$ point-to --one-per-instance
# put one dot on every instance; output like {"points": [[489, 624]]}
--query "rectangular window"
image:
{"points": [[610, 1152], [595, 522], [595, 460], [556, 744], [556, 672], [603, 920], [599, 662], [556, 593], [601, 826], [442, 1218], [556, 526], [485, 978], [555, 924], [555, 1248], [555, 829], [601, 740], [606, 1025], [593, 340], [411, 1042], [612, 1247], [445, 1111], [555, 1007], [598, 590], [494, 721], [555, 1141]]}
------------------------
• _Directions_
Your task is to copy every record exactly.

• _Result of this task_
$ point-to --one-per-instance
# put one dot on every instance; output like {"points": [[489, 624]]}
--query "rectangular window"
image:
{"points": [[610, 1152], [595, 522], [595, 460], [556, 744], [556, 672], [603, 920], [599, 662], [556, 593], [601, 826], [442, 1218], [556, 526], [485, 978], [555, 924], [555, 1248], [555, 829], [601, 740], [606, 1025], [593, 340], [411, 1042], [612, 1247], [445, 1111], [555, 1007], [598, 590], [494, 721], [555, 1141]]}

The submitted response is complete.